* Exercise *
Copy each line exactly. Leave nothing out.

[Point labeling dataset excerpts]
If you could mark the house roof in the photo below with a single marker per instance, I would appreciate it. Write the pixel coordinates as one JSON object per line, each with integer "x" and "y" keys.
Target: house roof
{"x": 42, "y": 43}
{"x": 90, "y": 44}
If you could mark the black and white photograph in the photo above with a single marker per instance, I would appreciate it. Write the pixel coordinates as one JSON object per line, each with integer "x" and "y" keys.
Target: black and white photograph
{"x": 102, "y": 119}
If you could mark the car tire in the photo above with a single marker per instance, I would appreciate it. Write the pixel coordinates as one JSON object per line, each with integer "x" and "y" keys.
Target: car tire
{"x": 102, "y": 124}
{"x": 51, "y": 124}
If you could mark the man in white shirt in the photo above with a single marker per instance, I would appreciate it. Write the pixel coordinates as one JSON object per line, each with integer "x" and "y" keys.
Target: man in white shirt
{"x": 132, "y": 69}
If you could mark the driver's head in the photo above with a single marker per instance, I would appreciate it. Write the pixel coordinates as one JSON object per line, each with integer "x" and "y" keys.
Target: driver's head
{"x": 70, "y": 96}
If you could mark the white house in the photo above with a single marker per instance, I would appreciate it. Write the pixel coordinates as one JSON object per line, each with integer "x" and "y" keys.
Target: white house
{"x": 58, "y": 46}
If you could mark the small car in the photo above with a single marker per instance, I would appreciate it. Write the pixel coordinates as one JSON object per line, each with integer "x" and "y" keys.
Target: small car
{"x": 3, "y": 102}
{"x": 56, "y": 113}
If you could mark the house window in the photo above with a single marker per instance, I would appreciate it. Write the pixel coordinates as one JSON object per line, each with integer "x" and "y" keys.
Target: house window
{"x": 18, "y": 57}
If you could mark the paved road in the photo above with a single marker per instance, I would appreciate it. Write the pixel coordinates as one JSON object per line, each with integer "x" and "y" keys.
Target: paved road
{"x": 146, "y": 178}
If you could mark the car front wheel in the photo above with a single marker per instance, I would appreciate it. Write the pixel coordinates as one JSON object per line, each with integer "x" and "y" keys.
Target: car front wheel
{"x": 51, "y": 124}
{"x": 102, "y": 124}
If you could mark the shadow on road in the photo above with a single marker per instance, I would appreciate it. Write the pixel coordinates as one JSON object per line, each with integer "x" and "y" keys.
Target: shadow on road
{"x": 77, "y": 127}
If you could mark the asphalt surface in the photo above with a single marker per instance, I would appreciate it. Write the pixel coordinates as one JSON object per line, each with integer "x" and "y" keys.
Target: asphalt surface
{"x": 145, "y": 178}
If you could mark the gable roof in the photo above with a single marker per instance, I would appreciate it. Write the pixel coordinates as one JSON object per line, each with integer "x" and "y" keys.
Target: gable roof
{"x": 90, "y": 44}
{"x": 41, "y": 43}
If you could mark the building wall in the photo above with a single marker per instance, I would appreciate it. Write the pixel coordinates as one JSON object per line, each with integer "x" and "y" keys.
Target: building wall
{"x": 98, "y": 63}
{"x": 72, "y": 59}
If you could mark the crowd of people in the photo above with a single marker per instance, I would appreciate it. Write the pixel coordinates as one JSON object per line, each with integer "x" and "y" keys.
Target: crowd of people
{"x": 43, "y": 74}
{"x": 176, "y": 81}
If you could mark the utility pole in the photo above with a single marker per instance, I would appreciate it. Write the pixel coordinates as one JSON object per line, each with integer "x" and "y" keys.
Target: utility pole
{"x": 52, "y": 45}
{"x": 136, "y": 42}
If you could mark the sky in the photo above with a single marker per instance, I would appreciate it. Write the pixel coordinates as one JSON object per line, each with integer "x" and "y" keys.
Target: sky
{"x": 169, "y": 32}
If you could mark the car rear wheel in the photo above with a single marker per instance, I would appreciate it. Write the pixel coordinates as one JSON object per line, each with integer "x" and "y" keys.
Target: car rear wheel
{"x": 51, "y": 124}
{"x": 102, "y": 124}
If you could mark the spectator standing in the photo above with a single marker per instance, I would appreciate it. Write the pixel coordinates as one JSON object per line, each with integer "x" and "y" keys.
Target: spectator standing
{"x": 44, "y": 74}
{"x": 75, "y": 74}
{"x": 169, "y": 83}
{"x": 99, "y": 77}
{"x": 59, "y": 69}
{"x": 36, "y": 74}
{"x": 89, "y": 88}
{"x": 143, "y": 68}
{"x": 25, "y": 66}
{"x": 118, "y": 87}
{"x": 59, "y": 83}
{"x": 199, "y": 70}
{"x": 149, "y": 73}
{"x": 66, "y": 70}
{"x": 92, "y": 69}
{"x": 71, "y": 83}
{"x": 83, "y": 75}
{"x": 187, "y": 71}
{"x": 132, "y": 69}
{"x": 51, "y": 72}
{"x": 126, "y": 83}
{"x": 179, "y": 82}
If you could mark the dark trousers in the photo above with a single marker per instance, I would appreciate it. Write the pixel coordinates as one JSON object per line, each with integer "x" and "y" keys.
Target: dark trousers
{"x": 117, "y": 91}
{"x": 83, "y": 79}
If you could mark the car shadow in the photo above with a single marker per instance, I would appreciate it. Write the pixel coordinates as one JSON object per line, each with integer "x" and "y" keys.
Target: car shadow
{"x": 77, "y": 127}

* The reply *
If you could mark the house roof in the photo below with a single marker per instance, I would appreciate it. Write the pixel coordinates as one JSON object per line, each with integer "x" and "y" keys.
Target: house roof
{"x": 42, "y": 43}
{"x": 90, "y": 44}
If you could mark the black and white photograph in the photo above with a single marker per instance, I would appreciate it. Write the pixel coordinates as one JSON object per line, each with integer "x" and "y" keys.
Target: black and white photograph
{"x": 102, "y": 119}
If you could mark the car tire in the photo above with a single marker per instance, I would appreciate it. Write the pixel coordinates as one JSON object per line, each with integer "x" and "y" keys.
Target: car tire
{"x": 102, "y": 124}
{"x": 51, "y": 124}
If you could mark the man in white shirt in the photo above with a single marker per instance, I would appreciate it. Write the pixel coordinates as one JSON object per line, each with integer "x" and "y" keys.
Target: man in white shirt
{"x": 132, "y": 69}
If you could mark the driver's head in the photo above with a single marker per instance, I would appreciate it. Write the pixel coordinates as one JSON object per line, each with integer "x" and "y" keys.
Target: driver's head
{"x": 70, "y": 96}
If you could mark the white house in the photo above with a single marker per instance, I would appreciate it. Write the pixel coordinates as one JSON object per line, each with integer "x" and "y" keys.
Target: white house
{"x": 58, "y": 46}
If you could mark the small car in the photo above with a single marker per instance, I would appreciate it. Write the pixel coordinates as one JSON object per line, each with integer "x" and "y" keys.
Target: small car
{"x": 3, "y": 102}
{"x": 56, "y": 113}
If you could mark the house window in the photo above with a single marker per instance, I would appreciate it. Write the pixel coordinates as one JSON object per line, each with integer "x" and "y" keys.
Target: house window
{"x": 18, "y": 57}
If you could mark the paved road in the photo above with a single marker per instance, I would appreciate it. Write the pixel coordinates as one JSON object per line, each with integer "x" and "y" keys.
Target: paved road
{"x": 146, "y": 178}
If you could mark the car front wheel in the photo above with a single marker per instance, I would appreciate it. Write the pixel coordinates as one JSON object per line, each with integer "x" and "y" keys.
Target: car front wheel
{"x": 51, "y": 124}
{"x": 102, "y": 124}
If you could mark the shadow on road in the photo above with a single marker per instance, I would appreciate it. Write the pixel coordinates as one JSON object per line, each with integer "x" and "y" keys.
Target: shadow on road
{"x": 77, "y": 127}
If you could mark the asphalt surface in the photo above with a single marker per instance, I would appreciate it. Write the pixel coordinates as one JSON object per line, each with integer "x" and "y" keys.
Target: asphalt surface
{"x": 145, "y": 178}
If you could mark the gable roof in the photo above with a single marker per instance, I would appreciate it. Write the pixel coordinates as one JSON object per line, each with integer "x" and "y" keys.
Target: gable roof
{"x": 90, "y": 44}
{"x": 41, "y": 43}
If you could mark the building wall in the photo above with a single marker per instance, I would appreciate it. Write the pixel coordinates as one JSON object per line, each with integer "x" and "y" keys.
Target: building wall
{"x": 98, "y": 63}
{"x": 72, "y": 59}
If you could mark the crowd of people in the photo above with a single marker per instance, I would appreciate it. Write the pixel coordinates as one JSON object per line, each with integer "x" and "y" keys.
Target: crowd of people
{"x": 43, "y": 74}
{"x": 176, "y": 81}
If you could mark the utility pole in the photo above with a single marker per instance, I would appreciate it. Write the pixel coordinates as one JSON object per line, each with integer "x" and "y" keys.
Target: utility pole
{"x": 52, "y": 45}
{"x": 136, "y": 42}
If you could mark the sky in the photo above with a single marker per instance, I would appreciate it. Write the pixel coordinates as one JSON object per line, each with integer "x" and "y" keys.
Target: sky
{"x": 169, "y": 32}
If you could mark the car rear wheel in the photo above with a single marker per instance, I would appreciate it. Write the pixel coordinates as one JSON object per line, each with integer "x" and "y" keys.
Target: car rear wheel
{"x": 51, "y": 124}
{"x": 102, "y": 124}
If you could mark the spectator standing in the photo above with a single marker per instance, I would appreciate it. Write the pixel coordinates as one JSON object per line, each with integer "x" and "y" keys.
Target: spectator standing
{"x": 44, "y": 74}
{"x": 75, "y": 74}
{"x": 169, "y": 83}
{"x": 99, "y": 77}
{"x": 59, "y": 69}
{"x": 36, "y": 74}
{"x": 89, "y": 88}
{"x": 143, "y": 68}
{"x": 25, "y": 66}
{"x": 118, "y": 87}
{"x": 59, "y": 83}
{"x": 199, "y": 70}
{"x": 149, "y": 73}
{"x": 66, "y": 70}
{"x": 92, "y": 69}
{"x": 71, "y": 83}
{"x": 83, "y": 75}
{"x": 187, "y": 71}
{"x": 132, "y": 69}
{"x": 51, "y": 72}
{"x": 126, "y": 83}
{"x": 179, "y": 82}
If you could mark the dark trousers in the photo above with a single marker per instance, I would appreciate it. Write the pixel coordinates as one JSON object per line, each with integer "x" and "y" keys.
Target: dark trousers
{"x": 117, "y": 91}
{"x": 83, "y": 79}
If you could mark the car shadow in the photo above with a single marker per instance, I would appreciate it. Write the pixel coordinates as one JSON object per line, each with integer "x" and "y" keys.
Target: car shadow
{"x": 77, "y": 127}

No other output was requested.